Data lines
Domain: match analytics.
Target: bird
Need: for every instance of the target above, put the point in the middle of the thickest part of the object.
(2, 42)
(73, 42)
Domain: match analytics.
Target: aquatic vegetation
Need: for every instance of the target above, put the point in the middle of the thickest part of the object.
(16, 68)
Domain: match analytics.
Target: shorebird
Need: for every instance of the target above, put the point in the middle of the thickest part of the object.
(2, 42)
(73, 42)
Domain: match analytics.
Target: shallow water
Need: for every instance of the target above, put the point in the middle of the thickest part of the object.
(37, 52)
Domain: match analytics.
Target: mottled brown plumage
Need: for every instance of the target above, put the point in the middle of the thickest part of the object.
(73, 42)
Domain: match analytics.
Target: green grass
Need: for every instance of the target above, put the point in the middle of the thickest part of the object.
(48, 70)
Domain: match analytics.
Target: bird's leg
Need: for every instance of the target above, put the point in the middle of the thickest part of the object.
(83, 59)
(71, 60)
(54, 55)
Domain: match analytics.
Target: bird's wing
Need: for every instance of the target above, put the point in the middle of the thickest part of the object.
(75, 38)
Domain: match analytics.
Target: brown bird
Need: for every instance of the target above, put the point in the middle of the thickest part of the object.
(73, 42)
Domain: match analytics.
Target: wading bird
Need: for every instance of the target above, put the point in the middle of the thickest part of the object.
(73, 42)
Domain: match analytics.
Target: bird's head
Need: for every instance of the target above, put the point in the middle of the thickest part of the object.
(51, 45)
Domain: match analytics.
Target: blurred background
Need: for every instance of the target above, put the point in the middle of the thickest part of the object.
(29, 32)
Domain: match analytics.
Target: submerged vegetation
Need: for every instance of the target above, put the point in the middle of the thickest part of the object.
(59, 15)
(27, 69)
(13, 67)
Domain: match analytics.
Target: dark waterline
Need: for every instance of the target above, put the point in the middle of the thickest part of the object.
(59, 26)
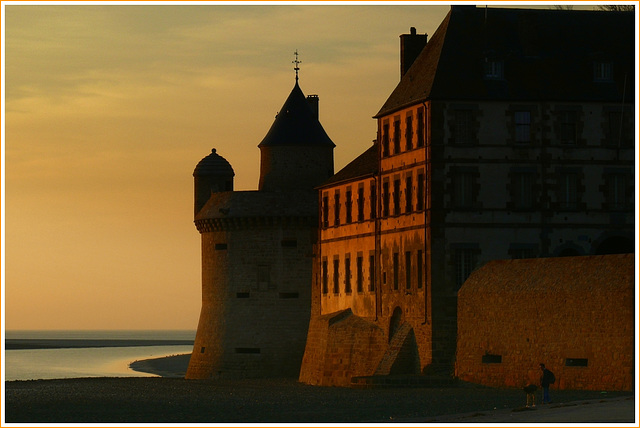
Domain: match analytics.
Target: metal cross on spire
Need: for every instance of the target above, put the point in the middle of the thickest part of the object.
(296, 62)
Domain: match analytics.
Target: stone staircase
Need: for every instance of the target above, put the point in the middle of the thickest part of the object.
(400, 357)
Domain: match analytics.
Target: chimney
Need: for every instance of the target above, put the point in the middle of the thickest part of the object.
(313, 102)
(410, 47)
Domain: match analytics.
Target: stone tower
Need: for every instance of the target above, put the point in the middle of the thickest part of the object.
(296, 153)
(257, 251)
(212, 174)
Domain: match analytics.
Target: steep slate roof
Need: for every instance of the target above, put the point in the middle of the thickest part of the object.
(364, 165)
(547, 54)
(213, 164)
(253, 203)
(584, 274)
(296, 124)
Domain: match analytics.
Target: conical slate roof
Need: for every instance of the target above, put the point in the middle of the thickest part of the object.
(213, 164)
(296, 124)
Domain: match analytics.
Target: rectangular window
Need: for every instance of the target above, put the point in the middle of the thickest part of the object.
(408, 134)
(372, 273)
(493, 69)
(289, 295)
(522, 191)
(491, 359)
(602, 71)
(360, 274)
(347, 275)
(614, 128)
(522, 253)
(385, 199)
(576, 362)
(463, 194)
(421, 127)
(372, 200)
(360, 203)
(336, 209)
(247, 350)
(420, 196)
(568, 128)
(396, 196)
(385, 140)
(396, 270)
(396, 136)
(407, 269)
(522, 121)
(263, 277)
(325, 211)
(325, 277)
(616, 191)
(336, 276)
(568, 191)
(420, 269)
(408, 195)
(465, 262)
(462, 132)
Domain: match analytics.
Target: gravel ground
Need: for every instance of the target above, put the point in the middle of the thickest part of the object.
(171, 400)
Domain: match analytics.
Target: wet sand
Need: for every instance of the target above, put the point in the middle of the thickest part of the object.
(171, 366)
(172, 399)
(88, 343)
(176, 400)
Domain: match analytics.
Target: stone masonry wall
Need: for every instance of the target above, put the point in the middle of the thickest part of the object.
(341, 346)
(584, 335)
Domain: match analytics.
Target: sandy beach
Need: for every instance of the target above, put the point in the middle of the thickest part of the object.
(172, 399)
(171, 366)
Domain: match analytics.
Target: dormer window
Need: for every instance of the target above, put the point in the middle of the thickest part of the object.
(602, 71)
(493, 69)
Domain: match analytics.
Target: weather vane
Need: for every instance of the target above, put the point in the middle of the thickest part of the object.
(296, 62)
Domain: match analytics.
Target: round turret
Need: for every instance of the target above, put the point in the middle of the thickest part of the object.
(296, 153)
(212, 174)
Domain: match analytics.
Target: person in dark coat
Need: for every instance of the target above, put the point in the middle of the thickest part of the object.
(546, 379)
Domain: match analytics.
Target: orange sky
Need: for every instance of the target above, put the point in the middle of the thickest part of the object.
(108, 108)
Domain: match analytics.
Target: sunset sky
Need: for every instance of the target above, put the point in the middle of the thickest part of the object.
(108, 108)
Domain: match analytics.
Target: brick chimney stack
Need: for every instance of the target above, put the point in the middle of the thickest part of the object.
(314, 101)
(410, 47)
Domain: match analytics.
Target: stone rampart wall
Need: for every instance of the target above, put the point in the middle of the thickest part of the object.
(586, 337)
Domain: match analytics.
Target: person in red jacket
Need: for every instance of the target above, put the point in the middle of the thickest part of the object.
(546, 379)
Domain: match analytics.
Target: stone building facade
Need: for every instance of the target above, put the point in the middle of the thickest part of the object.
(509, 136)
(257, 249)
(574, 314)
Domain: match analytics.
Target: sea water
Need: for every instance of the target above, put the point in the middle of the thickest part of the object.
(59, 363)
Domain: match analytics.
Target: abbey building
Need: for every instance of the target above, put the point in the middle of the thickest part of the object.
(510, 137)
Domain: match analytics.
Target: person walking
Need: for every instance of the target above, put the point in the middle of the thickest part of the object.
(546, 379)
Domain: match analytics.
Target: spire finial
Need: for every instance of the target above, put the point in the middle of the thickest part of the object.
(296, 62)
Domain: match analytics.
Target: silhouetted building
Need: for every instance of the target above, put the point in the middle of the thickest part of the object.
(257, 250)
(510, 135)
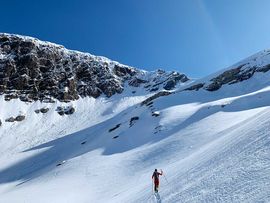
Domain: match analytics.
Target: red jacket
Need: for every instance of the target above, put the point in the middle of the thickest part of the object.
(155, 176)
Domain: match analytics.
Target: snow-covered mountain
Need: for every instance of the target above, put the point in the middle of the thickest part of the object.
(81, 128)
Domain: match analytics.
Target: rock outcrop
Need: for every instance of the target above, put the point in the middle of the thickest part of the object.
(34, 70)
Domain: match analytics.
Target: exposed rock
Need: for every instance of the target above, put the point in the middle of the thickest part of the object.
(195, 87)
(20, 118)
(174, 78)
(155, 96)
(44, 110)
(133, 120)
(235, 75)
(136, 82)
(11, 119)
(34, 70)
(65, 110)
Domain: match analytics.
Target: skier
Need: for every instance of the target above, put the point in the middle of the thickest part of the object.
(155, 178)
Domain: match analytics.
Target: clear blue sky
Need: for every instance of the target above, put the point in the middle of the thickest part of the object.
(196, 37)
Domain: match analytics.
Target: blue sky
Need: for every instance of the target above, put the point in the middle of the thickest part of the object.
(196, 37)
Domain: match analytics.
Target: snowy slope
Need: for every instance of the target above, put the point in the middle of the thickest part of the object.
(213, 146)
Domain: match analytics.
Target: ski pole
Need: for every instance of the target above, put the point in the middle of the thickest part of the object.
(164, 176)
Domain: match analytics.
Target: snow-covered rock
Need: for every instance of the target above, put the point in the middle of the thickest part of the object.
(210, 136)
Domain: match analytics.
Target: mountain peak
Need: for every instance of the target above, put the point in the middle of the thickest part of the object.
(31, 69)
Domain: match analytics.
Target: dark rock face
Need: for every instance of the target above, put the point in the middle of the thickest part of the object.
(34, 70)
(155, 96)
(195, 87)
(11, 119)
(44, 110)
(68, 110)
(20, 118)
(174, 79)
(17, 118)
(133, 120)
(235, 75)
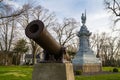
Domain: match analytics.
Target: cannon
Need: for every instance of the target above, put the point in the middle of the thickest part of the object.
(36, 31)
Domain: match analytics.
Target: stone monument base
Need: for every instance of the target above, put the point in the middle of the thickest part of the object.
(53, 71)
(88, 68)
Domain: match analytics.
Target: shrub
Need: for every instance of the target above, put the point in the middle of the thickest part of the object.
(78, 72)
(115, 70)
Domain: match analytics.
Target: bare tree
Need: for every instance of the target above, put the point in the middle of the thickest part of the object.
(113, 6)
(7, 30)
(65, 32)
(14, 12)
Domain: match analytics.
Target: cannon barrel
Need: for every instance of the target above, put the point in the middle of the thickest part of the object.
(36, 31)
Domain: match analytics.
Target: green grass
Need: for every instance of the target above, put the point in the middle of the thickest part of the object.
(109, 69)
(25, 73)
(99, 77)
(15, 73)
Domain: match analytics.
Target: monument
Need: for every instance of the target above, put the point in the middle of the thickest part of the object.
(56, 64)
(85, 59)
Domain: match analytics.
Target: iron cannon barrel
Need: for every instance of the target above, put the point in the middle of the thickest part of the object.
(36, 31)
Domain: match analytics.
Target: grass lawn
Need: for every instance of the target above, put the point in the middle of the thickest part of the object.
(25, 73)
(99, 77)
(15, 73)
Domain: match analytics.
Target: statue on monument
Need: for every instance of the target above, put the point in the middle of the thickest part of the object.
(83, 18)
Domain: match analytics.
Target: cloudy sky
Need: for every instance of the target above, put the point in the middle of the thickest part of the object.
(98, 19)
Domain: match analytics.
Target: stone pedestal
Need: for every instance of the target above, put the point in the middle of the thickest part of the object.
(53, 71)
(85, 59)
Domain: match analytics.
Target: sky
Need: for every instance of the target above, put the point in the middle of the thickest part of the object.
(98, 19)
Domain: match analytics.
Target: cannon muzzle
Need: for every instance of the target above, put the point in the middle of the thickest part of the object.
(37, 32)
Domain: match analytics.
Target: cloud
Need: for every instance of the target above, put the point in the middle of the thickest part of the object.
(12, 3)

Prompt
Gather every line of the listing above that contains the string "slate". Case counts.

Reply
Target: steep slate roof
Target: conical slate roof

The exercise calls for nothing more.